* [INSTRUCTIONS FOR THE TASK]
Count the lines in the entries below that contain the string "arched", with case counting, and give only that number.

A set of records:

[start]

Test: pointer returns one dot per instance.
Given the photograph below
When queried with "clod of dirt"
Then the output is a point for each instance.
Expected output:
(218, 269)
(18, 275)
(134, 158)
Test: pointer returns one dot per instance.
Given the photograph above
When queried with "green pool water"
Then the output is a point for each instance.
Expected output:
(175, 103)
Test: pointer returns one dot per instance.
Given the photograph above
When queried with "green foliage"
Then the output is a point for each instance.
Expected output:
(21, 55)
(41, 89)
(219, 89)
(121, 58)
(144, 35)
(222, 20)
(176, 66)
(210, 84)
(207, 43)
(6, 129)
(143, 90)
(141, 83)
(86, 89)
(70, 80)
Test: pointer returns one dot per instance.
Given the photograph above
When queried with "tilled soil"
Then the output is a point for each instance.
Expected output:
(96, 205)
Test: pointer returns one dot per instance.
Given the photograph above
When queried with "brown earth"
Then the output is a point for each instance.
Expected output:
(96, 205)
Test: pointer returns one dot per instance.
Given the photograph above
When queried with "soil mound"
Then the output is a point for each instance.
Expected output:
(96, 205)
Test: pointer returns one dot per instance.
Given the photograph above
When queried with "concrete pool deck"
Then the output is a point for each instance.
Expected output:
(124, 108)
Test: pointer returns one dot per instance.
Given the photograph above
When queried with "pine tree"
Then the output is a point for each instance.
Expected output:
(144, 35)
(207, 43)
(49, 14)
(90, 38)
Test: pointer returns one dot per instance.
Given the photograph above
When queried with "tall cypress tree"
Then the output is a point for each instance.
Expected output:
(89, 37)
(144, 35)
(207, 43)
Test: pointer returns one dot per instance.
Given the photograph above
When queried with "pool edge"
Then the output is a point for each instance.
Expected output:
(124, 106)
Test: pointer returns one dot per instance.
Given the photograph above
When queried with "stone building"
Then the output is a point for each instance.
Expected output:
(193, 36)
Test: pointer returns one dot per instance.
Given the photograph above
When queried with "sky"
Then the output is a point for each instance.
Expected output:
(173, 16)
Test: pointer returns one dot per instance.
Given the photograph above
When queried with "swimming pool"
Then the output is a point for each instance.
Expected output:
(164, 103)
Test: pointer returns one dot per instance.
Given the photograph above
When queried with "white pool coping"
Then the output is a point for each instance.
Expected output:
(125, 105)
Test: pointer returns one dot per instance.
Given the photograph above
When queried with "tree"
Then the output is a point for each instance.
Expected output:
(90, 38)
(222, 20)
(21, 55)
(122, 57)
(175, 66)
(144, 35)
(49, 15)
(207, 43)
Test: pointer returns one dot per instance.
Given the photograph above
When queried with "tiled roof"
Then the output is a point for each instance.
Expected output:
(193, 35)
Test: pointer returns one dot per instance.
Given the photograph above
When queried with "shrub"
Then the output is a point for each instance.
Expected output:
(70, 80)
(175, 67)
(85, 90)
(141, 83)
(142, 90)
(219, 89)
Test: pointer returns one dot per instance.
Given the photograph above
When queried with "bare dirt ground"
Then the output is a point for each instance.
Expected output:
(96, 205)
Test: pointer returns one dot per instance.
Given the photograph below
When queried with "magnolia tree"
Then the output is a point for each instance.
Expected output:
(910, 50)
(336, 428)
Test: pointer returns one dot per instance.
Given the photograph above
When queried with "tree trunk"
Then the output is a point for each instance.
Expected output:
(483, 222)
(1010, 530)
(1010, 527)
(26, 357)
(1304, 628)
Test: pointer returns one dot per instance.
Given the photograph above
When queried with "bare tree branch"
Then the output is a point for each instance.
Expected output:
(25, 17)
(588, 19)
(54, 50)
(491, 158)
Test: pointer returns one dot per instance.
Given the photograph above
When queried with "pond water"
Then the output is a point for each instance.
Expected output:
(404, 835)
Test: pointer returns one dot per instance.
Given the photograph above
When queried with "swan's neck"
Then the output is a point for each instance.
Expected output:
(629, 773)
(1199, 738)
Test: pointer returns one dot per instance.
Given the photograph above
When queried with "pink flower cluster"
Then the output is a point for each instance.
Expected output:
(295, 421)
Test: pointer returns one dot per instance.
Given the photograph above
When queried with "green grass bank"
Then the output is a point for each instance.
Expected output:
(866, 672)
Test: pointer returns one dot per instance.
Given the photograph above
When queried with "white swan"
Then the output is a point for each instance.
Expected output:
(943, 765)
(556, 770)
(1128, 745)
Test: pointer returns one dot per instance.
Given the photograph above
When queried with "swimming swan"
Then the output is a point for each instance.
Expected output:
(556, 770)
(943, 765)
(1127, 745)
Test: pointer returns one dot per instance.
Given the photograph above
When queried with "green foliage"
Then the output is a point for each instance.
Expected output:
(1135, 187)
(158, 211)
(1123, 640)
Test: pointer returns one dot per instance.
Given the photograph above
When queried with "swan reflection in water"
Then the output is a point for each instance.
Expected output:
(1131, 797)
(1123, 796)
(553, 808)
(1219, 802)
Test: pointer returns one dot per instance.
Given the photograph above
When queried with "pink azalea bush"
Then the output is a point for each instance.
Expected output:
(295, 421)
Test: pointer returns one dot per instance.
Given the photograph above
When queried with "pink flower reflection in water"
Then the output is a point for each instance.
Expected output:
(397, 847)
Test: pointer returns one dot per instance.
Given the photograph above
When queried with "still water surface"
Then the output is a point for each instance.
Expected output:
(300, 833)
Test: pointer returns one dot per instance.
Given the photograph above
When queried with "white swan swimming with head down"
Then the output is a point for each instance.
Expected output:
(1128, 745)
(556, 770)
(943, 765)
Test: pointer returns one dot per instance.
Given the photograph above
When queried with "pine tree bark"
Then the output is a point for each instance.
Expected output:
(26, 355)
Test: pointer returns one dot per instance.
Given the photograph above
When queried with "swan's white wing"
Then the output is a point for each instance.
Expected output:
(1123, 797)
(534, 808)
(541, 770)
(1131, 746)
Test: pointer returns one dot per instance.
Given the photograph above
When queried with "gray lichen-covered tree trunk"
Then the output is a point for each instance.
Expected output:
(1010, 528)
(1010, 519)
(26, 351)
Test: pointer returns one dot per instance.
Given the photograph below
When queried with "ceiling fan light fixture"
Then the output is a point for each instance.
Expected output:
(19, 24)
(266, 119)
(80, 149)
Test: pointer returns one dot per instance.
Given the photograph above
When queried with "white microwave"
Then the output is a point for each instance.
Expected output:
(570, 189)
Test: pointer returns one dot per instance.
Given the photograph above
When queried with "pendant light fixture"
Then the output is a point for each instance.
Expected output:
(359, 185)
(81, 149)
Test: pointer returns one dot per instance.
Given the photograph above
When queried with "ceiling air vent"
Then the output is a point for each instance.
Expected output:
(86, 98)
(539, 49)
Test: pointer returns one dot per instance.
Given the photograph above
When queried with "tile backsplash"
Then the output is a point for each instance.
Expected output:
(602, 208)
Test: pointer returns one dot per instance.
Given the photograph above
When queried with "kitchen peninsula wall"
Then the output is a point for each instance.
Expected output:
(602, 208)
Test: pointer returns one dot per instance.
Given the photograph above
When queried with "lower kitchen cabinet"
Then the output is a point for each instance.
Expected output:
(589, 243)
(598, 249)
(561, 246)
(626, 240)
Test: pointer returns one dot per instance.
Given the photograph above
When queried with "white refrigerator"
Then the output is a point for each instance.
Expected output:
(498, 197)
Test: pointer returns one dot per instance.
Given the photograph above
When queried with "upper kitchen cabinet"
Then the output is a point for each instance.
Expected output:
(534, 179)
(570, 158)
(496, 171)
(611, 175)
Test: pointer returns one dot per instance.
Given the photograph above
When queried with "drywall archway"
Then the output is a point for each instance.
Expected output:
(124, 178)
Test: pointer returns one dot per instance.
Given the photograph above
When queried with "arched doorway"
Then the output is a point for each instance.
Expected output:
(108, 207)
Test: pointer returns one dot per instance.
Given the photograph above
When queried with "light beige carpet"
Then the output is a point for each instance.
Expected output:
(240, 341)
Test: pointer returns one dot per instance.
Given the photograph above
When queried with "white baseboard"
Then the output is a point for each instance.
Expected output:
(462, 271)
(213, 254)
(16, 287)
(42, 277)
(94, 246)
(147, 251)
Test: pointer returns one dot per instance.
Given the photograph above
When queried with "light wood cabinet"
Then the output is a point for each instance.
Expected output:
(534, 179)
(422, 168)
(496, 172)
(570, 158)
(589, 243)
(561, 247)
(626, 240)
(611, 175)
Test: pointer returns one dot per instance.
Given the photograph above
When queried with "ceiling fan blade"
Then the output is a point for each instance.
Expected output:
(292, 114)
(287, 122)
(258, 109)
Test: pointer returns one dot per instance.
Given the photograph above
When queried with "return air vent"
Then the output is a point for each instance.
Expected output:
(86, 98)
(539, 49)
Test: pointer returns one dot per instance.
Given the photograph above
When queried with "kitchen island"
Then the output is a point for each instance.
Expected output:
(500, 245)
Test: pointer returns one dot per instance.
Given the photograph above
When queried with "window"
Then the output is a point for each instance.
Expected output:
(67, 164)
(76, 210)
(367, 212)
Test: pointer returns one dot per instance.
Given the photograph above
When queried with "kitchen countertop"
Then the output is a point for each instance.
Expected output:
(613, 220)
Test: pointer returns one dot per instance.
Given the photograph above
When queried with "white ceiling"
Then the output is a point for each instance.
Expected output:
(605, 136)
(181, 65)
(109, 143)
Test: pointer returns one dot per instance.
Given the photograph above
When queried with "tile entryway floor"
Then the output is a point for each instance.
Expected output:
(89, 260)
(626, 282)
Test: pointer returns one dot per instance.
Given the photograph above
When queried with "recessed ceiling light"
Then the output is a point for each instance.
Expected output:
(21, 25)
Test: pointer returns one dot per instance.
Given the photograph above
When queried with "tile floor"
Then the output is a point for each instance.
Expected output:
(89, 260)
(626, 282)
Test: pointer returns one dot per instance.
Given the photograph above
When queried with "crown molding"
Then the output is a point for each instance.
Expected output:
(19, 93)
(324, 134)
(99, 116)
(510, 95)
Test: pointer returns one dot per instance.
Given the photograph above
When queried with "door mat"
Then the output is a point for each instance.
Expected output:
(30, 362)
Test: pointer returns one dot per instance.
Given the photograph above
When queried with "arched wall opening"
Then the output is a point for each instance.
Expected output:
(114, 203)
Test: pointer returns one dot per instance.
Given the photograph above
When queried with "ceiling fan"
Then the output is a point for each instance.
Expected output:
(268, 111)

[end]

* [EXPECTED ANSWER]
2